#### [PROBLEM DETAILS]
Report each line of the data below that contains the word "concrete", and treat uppercase and lowercase as different.

━━━ DATA ENTRIES

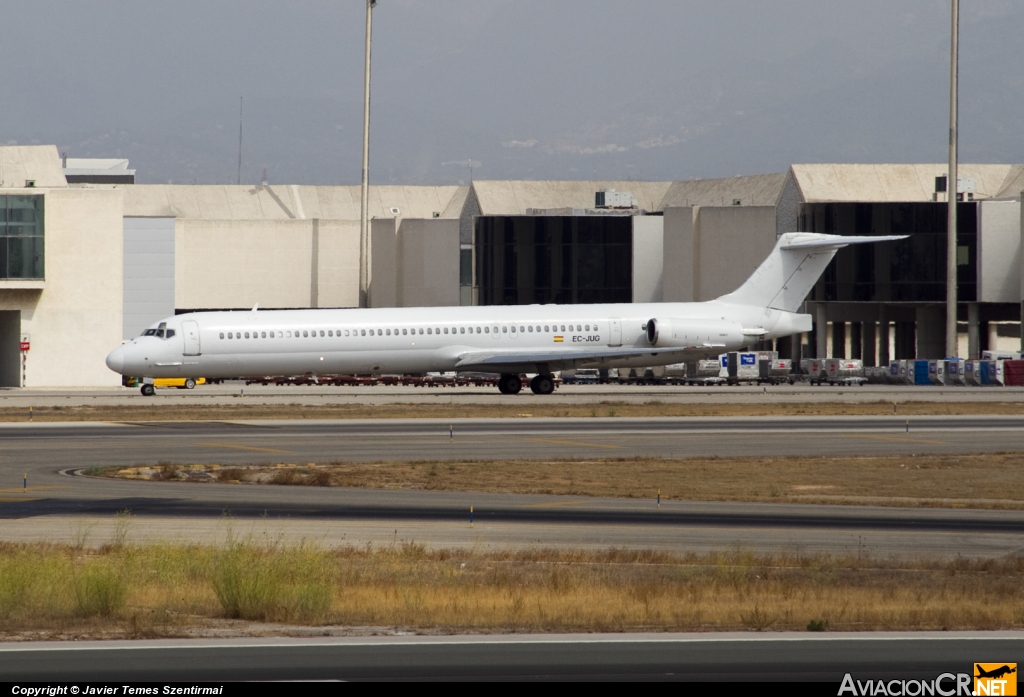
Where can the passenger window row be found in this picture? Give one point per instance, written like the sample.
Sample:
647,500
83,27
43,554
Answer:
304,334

━━━━━━
━━━ DATA ENTRIES

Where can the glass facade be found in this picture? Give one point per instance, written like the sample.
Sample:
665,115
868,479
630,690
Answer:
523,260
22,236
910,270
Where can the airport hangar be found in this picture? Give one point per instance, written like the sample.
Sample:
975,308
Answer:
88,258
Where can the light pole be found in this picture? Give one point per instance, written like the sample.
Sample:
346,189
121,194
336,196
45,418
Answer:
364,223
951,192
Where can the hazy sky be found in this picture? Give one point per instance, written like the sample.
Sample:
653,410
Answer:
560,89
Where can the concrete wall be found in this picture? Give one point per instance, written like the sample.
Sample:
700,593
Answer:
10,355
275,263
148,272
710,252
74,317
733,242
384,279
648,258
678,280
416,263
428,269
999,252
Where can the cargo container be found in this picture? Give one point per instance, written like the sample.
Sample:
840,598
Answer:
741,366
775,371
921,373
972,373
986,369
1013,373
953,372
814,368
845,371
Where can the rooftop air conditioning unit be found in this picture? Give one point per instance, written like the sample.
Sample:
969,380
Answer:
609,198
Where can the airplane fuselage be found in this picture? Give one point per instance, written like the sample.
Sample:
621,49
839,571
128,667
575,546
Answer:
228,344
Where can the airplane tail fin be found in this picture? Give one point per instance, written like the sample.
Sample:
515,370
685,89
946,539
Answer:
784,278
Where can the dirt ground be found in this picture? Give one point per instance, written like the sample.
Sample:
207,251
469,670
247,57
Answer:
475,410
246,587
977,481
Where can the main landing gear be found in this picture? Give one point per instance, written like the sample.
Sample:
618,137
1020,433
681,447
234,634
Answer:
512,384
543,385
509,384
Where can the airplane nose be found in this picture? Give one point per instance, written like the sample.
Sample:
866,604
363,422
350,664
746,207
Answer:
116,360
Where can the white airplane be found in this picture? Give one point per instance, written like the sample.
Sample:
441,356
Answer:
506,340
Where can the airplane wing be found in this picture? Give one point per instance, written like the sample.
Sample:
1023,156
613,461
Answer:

━━━━━━

#### [WRITTEN SOLUTION]
Where can the concrete wall be found in this picture? Give one point per instance, written like the sample.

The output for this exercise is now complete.